● **SOURCE EXCERPT**
We find several other very ingenious ideas in his -numerous writings; but he had commonly the defect of being obscure, which greatly injured his reputation. This fault he acknowledged himself. The celebrated Fontenelle, whom I had the honour of knowing in his latter years, and whose kindness to me I remember with gratitude, told me one day, that, as secretary to the Academy of Sciences, he once made an abstract of a paper of Parent's, who was astonished to find his ideas so clearly expressed in it, and thanked him in the following words: Domine, illuminasti tenebras meas. Father Malebranche very ingeniously described the obscurity of this geometrician: Mr. Parent,' said he, has a great deal of sense, but he wants the key to unlock it.'
Varignon enjoyed a very high reputation, for which he was indebted to his post of mathematical professor at the Mazarin college, and his faculty of expressing his ideas with perspicuity, though his style was loose, incorrect, and diffuse. He was thoroughly destitute of genius; and we do not find he resolved one of the grand problems of the day: but he was gifted with an excellent memory, read much, turned over again and again the works of inventors, generalized their methods, made their ideas his own, and some of his pupils took the treasures of his memory, either disguised or amplified, for discoveries. He published a treatise On general Mechanics, in. which he applies the principle of the parallelogram of
forces to the laws of equilibrium with clearness and precision. The memoirs of the Academy of Sciences abound with calculations of his of every kind. Our chief obligation to him is for having illustrated several passages in the Principia: in the present day he would have commented on Euler and d'Alembert.

● **WHAT YOU WILL DO**
A) In the passage on Parent and Varignon, at which college did Varignon hold his post as mathematical professor?
B) Continue the passage on Parent and Varignon from where it stops.

● **DATA ROWS**
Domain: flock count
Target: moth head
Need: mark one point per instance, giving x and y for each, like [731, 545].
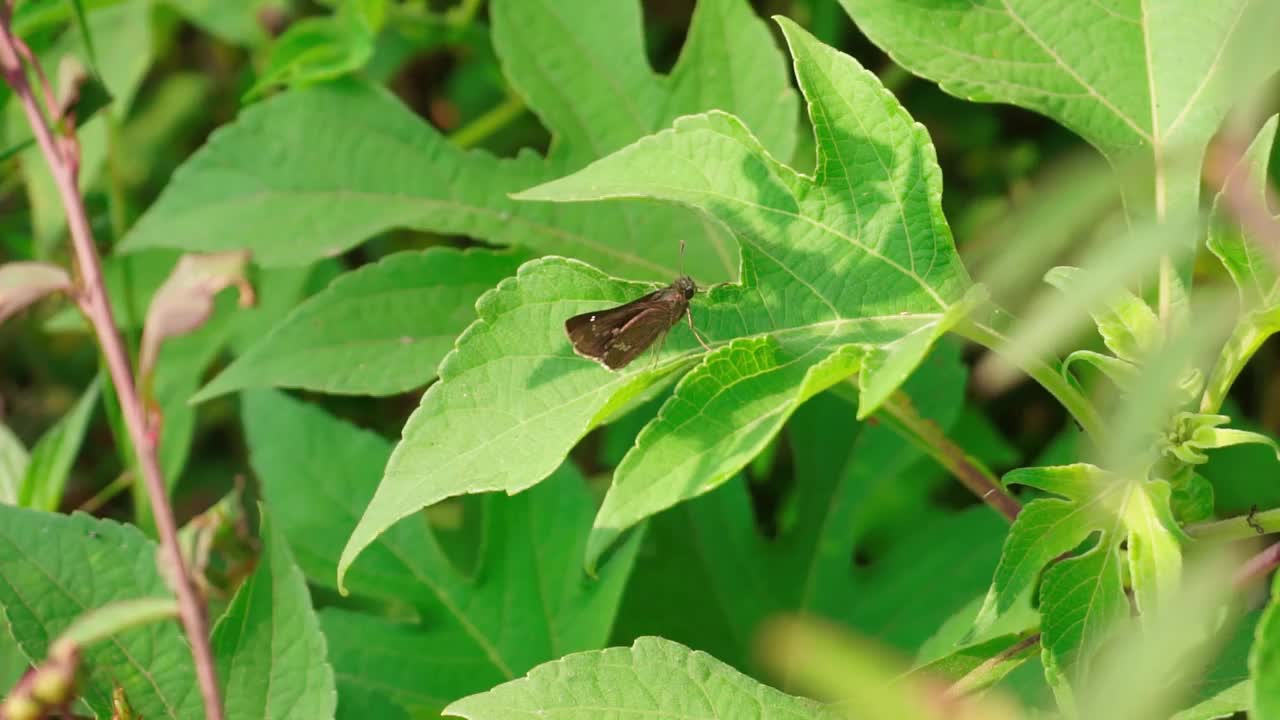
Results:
[686, 286]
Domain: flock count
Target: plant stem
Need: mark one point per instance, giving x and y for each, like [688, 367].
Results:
[929, 437]
[63, 156]
[1046, 376]
[1257, 566]
[1237, 528]
[480, 128]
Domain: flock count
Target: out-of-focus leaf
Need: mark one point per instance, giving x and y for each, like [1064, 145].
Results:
[533, 577]
[54, 568]
[101, 623]
[272, 181]
[268, 645]
[23, 283]
[1249, 267]
[55, 452]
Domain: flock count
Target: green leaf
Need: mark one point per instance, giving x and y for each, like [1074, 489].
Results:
[101, 623]
[1252, 270]
[1184, 65]
[379, 329]
[232, 22]
[531, 554]
[1265, 661]
[1075, 605]
[268, 646]
[13, 465]
[653, 678]
[1128, 326]
[55, 452]
[415, 669]
[280, 181]
[55, 568]
[123, 40]
[316, 49]
[1225, 688]
[722, 414]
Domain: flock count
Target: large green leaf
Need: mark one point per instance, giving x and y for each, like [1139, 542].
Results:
[54, 568]
[708, 578]
[292, 185]
[268, 645]
[851, 269]
[379, 329]
[530, 604]
[1147, 83]
[653, 678]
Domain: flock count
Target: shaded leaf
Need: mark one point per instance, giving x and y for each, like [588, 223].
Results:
[268, 646]
[280, 181]
[23, 283]
[652, 678]
[55, 452]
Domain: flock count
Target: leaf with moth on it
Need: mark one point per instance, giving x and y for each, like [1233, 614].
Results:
[833, 269]
[653, 678]
[283, 181]
[1185, 63]
[270, 655]
[379, 329]
[1082, 596]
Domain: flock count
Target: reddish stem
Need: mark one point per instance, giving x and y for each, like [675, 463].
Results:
[63, 163]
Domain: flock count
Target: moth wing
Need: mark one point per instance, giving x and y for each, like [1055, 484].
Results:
[590, 333]
[635, 337]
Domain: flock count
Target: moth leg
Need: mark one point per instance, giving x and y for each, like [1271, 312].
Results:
[698, 336]
[656, 349]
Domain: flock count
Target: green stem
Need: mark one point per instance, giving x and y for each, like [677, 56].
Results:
[462, 13]
[480, 128]
[929, 437]
[1237, 528]
[1048, 377]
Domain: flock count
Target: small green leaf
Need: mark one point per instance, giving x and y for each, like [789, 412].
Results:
[653, 678]
[1110, 507]
[283, 182]
[1243, 256]
[268, 646]
[13, 465]
[533, 542]
[379, 329]
[101, 623]
[55, 452]
[1128, 326]
[1265, 661]
[55, 568]
[1169, 100]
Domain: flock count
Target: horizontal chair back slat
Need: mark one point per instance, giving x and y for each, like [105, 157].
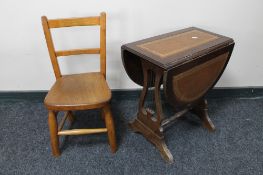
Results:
[77, 52]
[48, 24]
[70, 22]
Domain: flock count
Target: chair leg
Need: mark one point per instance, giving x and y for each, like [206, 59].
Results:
[102, 115]
[110, 127]
[53, 129]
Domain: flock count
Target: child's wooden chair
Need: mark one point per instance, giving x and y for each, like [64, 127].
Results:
[78, 91]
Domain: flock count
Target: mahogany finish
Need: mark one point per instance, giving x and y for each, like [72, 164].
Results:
[187, 63]
[78, 91]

● **RESULTS IN ORDER**
A) The Mazarin college.

B)
Saurin wrote much less than Varignon, but his mind was far stronger, and approached nearer to the true genius of invention. By the few mathematical performances we have of his it is fair to presume, that he would have raised himself to the first rank, had he begun the study of geometry at an early period, and applied himself to a particular branch. In the memoirs of the Academy for 1709 he gave a very elegant general solution of the problem, in which it is required, among an infinite number of similar curves, described in the same vertical plane, having the same axis, and originating from the same point, to determine that, of which the arc, comprised between the point of origin and a straight or curved line of a given position, is passed through in the shortest time possible. He is the first, who fully elucidated the theory of tangents to the multiple points of curves. See Mem. de l'Ac. 1716, 1723, 1727. His knowledge, both theoretical and practical, in every part of clock and watch making was also very profound, as appears by the two papers he sent to the Academy of Sciences on this subject in 1720 and 1722.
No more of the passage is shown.